Tolong sebutkan nama semua orang yang ditahan KPK sebagai tersangka menurut teks kutipan di bawah.

- [TEKS KUTIPAN]
• • •
Ditetapkan Tersangka Suap Perizinan, KPK Tahan Mantan Wali Kota Yogyakarta

  • Bagikan
Mantan Wali Kota Yogyakarta Haryadi Suyuti mengenakan rompi oranye usai ditetapkan sebagai tersangka kasus dugaan suap perizinan di Gedung Merah Putih KPK, Jakarta, Jumat, 3 Juni 2022. --dok Biro Humas KPK--

JAKARTA, RADARSULBAR – Komisi Pemberantasan Korupsi (KPK) menahan mantan Wali Kota Yogyakarta, Haryadi Suyuti, dan tersangka lain terkait kasus dugaan suap terkait dengan perizinan pendirian bangunan apartemen di wilayah Pemerintah Kota (Pemkot) Yogyakarta.

Ketiga tersangka lain yaitu Kepala Dinas Penanaman Modal dan PTSP Pemkot Yogyakarta Nurwidhihartana, Triyanto Budi Yuwono selaku sekretaris pribadi merangkap ajudan Haryadi, dan Vice President Real Estate PT Summarecon Agung Tbk Oon Nusihono.

“Agar penyidikan dapat efektif, tim penyidik melakukan upaya paksa penahanan pada para tersangka untuk masing-masing selama 20 hari pertama dimulai sejak 3 Juni sampai dengan 22 Juni 2022,” kata Wakil Ketua KPK Alexander Marwata saat jumpa pers di Gedung KPK, Jakarta, Jumat, 3 Juni 2022.

Haryadi ditahan di Rutan KPK pada Gedung Merah Putih KPK, Nurwidhihartana di Rutan Polres Jakarta Pusat, Triyanto di Rutan KPK pada Pomdam Jaya Guntur, dan Oon di Rutan KPK pada Kavling C1.

kasus dugaan suap ini bermula pada 2019. Saat itu, Oon selaku Vice President Real Estate PT Summarecon melalui Dandan Jaya selaku Dirut PT Java Orient Property yang merupakan anak usaha Summarecon, mengajukan permohonan izin mendirikan bangunan (IMB) mengatasnamakan PT Java Orient Property untuk pembangunan apartemen Royal Kedhaton yang berada di kawasan Malioboro dan termasuk dalam wilayah Cagar Budaya ke Dinas Penanaman Modal dan PTSP Kota Yogyakarta.
• • •
- [DATA MENTAH]
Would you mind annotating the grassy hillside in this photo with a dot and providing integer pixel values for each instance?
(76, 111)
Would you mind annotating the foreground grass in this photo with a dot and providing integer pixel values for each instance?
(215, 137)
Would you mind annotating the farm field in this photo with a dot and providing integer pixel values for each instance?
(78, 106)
• • •
- [JAWABAN]
- Haryadi Suyuti
- Nurwidhihartana
- Triyanto Budi Yuwono
- Oon Nusihono